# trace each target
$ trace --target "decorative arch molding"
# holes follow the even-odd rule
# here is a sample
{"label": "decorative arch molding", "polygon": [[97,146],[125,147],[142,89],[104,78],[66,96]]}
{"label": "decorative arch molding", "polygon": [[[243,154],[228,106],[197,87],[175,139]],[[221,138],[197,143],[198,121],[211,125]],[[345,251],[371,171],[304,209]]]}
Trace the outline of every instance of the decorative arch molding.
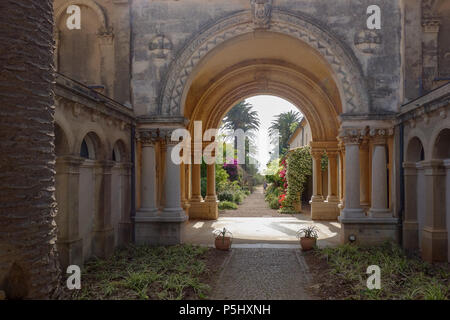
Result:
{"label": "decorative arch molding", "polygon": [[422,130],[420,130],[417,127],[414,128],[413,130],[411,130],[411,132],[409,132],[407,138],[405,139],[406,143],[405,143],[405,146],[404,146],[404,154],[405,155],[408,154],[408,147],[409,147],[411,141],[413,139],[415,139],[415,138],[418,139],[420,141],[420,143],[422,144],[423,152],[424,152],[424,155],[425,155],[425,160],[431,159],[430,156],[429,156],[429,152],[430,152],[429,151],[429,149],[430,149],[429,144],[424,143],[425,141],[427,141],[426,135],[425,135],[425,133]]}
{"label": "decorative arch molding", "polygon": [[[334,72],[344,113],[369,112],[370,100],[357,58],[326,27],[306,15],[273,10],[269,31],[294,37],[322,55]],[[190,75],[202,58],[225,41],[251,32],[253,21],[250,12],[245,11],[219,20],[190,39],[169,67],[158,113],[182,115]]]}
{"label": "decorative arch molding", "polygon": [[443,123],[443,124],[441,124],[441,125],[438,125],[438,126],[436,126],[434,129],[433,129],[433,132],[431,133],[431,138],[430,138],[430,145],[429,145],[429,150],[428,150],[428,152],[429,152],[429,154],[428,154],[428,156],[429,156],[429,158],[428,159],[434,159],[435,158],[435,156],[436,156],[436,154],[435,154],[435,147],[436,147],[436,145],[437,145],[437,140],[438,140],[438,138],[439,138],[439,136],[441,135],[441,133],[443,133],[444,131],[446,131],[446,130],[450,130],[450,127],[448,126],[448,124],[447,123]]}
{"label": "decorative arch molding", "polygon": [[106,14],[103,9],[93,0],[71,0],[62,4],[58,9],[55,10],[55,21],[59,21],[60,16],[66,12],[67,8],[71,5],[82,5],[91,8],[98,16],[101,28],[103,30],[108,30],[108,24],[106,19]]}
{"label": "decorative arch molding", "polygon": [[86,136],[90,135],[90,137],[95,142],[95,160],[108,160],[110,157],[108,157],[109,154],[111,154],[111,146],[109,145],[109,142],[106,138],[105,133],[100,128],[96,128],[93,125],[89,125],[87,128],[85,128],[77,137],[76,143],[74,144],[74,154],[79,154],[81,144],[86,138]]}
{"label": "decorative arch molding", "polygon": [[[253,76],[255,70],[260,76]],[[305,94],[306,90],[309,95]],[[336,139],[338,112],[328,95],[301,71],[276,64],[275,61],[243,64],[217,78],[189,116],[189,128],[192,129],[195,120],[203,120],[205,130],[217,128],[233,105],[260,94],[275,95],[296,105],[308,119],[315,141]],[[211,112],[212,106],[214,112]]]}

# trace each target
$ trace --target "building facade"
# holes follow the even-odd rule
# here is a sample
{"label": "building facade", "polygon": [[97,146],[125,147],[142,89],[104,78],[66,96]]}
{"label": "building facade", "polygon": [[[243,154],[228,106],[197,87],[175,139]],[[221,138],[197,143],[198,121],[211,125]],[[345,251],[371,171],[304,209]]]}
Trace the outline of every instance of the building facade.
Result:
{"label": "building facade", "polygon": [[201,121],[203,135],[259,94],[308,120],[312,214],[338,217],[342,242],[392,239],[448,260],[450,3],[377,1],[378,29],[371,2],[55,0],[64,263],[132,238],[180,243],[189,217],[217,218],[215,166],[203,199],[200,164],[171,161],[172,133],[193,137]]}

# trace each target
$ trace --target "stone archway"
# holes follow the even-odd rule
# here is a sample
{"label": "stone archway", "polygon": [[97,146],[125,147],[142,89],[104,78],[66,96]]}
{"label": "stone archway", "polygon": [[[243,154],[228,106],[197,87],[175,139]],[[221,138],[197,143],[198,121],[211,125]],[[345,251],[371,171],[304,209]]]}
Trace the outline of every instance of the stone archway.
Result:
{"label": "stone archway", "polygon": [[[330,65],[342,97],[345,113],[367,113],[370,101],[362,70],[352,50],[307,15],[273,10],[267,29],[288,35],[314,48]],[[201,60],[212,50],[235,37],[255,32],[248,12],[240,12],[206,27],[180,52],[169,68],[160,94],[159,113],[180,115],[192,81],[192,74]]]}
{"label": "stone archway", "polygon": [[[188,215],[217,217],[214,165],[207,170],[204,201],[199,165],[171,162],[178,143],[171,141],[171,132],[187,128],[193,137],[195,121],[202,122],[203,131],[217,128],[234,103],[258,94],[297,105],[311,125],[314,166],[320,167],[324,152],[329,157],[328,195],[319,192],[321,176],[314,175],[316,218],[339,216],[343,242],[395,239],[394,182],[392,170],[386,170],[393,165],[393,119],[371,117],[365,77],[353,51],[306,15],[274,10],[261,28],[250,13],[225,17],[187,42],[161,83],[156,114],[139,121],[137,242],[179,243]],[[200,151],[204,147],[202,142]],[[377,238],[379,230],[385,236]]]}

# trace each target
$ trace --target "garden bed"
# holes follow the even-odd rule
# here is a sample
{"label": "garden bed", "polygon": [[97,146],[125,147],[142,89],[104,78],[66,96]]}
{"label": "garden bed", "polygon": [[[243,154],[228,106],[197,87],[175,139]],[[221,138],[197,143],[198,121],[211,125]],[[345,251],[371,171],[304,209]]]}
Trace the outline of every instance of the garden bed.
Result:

▶ Work item
The expected output is the full material above, unaltered, with pictures removed.

▶ Answer for this exercise
# trace each target
$ trace --target "decorative arch molding"
# holes follow the even-odd rule
# here is a sample
{"label": "decorative arch molding", "polygon": [[97,146],[125,147],[142,89],[104,78],[66,96]]}
{"label": "decorative arch molding", "polygon": [[[243,154],[228,106],[197,87],[175,139]],[[221,138],[197,143],[198,121],[211,125]],[[345,251],[371,171],[304,209]]]}
Trace the outline of every instance of the decorative arch molding.
Result:
{"label": "decorative arch molding", "polygon": [[422,130],[420,130],[417,127],[414,128],[413,130],[411,130],[411,132],[409,132],[407,138],[405,139],[406,143],[405,143],[405,146],[404,146],[404,154],[405,155],[408,154],[408,147],[409,147],[411,141],[413,139],[415,139],[415,138],[418,139],[420,141],[420,143],[422,144],[423,152],[424,152],[424,155],[425,155],[425,160],[431,159],[430,156],[429,156],[429,152],[430,152],[429,151],[429,149],[430,149],[429,144],[424,143],[425,141],[427,141],[426,135],[425,135],[425,133]]}
{"label": "decorative arch molding", "polygon": [[[334,72],[344,113],[369,112],[370,100],[357,58],[326,27],[306,15],[273,10],[269,31],[294,37],[322,55]],[[190,75],[202,58],[225,41],[251,32],[253,21],[250,12],[245,11],[219,20],[190,39],[169,67],[158,113],[182,115]]]}
{"label": "decorative arch molding", "polygon": [[443,123],[443,124],[441,124],[441,125],[438,125],[438,126],[436,126],[434,129],[433,129],[433,132],[431,133],[431,138],[430,138],[430,145],[429,145],[429,150],[428,150],[428,152],[429,152],[429,154],[428,154],[428,156],[429,156],[429,158],[428,159],[434,159],[435,158],[435,156],[436,156],[436,154],[435,154],[435,147],[436,147],[436,145],[437,145],[437,140],[438,140],[438,138],[439,138],[439,136],[441,135],[441,133],[443,133],[444,131],[446,131],[446,130],[450,130],[450,127],[448,126],[448,124],[447,123]]}
{"label": "decorative arch molding", "polygon": [[106,14],[103,9],[93,0],[71,0],[62,4],[58,9],[55,10],[55,21],[59,21],[60,16],[66,12],[67,8],[71,5],[82,5],[91,8],[98,16],[101,28],[103,30],[108,30],[108,24],[106,19]]}
{"label": "decorative arch molding", "polygon": [[86,136],[90,135],[90,137],[95,142],[95,160],[108,160],[110,157],[108,157],[109,154],[111,154],[111,146],[109,145],[109,142],[106,138],[105,133],[100,128],[96,128],[93,125],[89,125],[87,128],[85,128],[77,137],[76,143],[74,144],[74,154],[79,154],[81,144],[86,138]]}
{"label": "decorative arch molding", "polygon": [[[253,76],[255,70],[260,76]],[[305,94],[306,90],[309,95]],[[336,139],[338,112],[328,95],[301,71],[276,64],[275,61],[243,64],[217,78],[189,116],[189,128],[192,129],[195,120],[203,120],[205,130],[217,128],[233,105],[260,94],[275,95],[296,105],[308,119],[315,141]],[[211,112],[212,106],[214,112]]]}

# trace each target
$ trace --target "building facade"
# holes follow the even-odd rule
# here is a sample
{"label": "building facade", "polygon": [[97,146],[125,147],[142,89],[104,78],[66,96]]}
{"label": "building facade", "polygon": [[[243,154],[228,106],[197,87],[175,139]],[[221,138],[197,143],[198,121],[211,125]],[[345,251],[371,171],[304,209]]]}
Trace the outline of every instance of the building facade.
Result:
{"label": "building facade", "polygon": [[201,121],[203,135],[259,94],[308,120],[312,214],[338,217],[342,242],[392,239],[448,260],[450,3],[377,1],[378,29],[371,2],[55,0],[64,263],[132,238],[180,243],[189,217],[217,218],[215,166],[203,199],[200,164],[171,161],[172,133],[193,137]]}

# trace each target
$ trace --target "stone archway"
# holes follow the even-odd rule
# here is a sample
{"label": "stone archway", "polygon": [[97,146],[125,147],[142,89],[104,78],[66,96]]}
{"label": "stone archway", "polygon": [[[243,154],[228,106],[197,87],[175,139]],[[221,138],[197,143],[198,121],[211,125]],[[345,251],[371,171],[304,209]]]}
Trace the outline of every instance of the stone archway.
Result:
{"label": "stone archway", "polygon": [[[330,65],[342,97],[345,113],[367,113],[370,101],[362,70],[352,50],[307,15],[273,10],[267,29],[288,35],[314,48]],[[201,60],[212,50],[235,37],[255,32],[248,12],[240,12],[206,27],[180,52],[169,68],[160,94],[159,113],[180,115],[192,81],[192,74]]]}
{"label": "stone archway", "polygon": [[[188,215],[217,217],[214,165],[207,170],[204,201],[199,165],[171,162],[178,143],[171,141],[171,132],[187,128],[193,137],[195,121],[202,122],[203,131],[217,128],[234,103],[258,94],[297,105],[311,125],[314,166],[320,167],[324,152],[329,157],[328,195],[319,192],[321,176],[314,175],[316,218],[339,216],[343,242],[395,239],[394,182],[392,170],[386,170],[393,165],[393,119],[371,117],[365,77],[353,51],[306,15],[274,10],[261,28],[250,13],[225,17],[187,42],[161,83],[156,114],[139,121],[137,242],[179,243]],[[200,151],[204,147],[202,142]],[[377,238],[379,230],[385,236]]]}

# trace each target
$ trace --target "garden bed"
# holes follow the even-odd rule
# here is a sample
{"label": "garden bed", "polygon": [[97,146],[125,147],[142,89],[104,78],[66,96]]}
{"label": "garden bed", "polygon": [[[243,154],[228,106],[197,87],[175,139]],[[221,138],[197,143],[198,121],[211,125]],[[345,251],[371,171],[304,209]]]}
Trace the outline of every instance of the garden bed.
Result:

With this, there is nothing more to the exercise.